* Task details: Which lines of the entries contain the word "handle"? Please list them.

* Task material:
+++
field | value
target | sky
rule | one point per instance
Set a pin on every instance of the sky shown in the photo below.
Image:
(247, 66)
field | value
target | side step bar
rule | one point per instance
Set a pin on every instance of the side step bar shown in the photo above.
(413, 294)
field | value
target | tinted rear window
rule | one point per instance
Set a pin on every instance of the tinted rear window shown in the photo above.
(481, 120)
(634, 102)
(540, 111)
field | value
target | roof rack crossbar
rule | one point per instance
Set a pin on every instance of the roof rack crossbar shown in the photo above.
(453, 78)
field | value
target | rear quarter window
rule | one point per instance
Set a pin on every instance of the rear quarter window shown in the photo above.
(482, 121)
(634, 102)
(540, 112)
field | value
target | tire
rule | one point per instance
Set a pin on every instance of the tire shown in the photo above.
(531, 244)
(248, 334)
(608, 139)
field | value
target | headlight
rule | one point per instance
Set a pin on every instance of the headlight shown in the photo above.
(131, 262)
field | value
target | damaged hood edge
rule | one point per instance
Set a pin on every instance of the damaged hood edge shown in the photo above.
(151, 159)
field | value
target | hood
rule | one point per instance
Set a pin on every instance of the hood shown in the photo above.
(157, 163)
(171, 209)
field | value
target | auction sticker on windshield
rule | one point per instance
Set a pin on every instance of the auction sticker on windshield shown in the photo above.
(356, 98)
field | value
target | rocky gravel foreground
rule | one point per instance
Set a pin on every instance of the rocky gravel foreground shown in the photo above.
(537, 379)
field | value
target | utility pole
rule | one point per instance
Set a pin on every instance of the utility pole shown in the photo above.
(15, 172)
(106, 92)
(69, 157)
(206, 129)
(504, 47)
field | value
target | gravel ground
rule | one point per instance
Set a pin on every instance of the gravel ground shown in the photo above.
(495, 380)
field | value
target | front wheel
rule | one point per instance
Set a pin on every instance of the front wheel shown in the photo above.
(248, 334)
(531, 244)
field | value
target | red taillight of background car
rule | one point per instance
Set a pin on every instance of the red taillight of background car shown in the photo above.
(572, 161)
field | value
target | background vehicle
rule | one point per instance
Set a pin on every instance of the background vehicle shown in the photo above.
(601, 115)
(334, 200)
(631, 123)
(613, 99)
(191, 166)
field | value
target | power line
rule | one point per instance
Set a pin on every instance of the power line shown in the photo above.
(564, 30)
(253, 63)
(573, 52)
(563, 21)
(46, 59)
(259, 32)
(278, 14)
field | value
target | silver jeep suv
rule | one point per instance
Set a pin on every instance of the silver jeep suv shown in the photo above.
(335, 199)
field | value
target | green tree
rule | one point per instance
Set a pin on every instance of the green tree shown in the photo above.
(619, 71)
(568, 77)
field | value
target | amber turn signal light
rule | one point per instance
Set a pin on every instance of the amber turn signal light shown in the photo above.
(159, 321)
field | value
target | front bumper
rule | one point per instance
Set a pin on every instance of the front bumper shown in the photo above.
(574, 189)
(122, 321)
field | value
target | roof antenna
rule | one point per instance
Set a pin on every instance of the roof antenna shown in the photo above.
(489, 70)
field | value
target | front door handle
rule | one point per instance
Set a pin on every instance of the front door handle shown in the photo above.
+++
* Solution below:
target | front door handle
Set a pin on every instance of the front door handle shown in the photo above.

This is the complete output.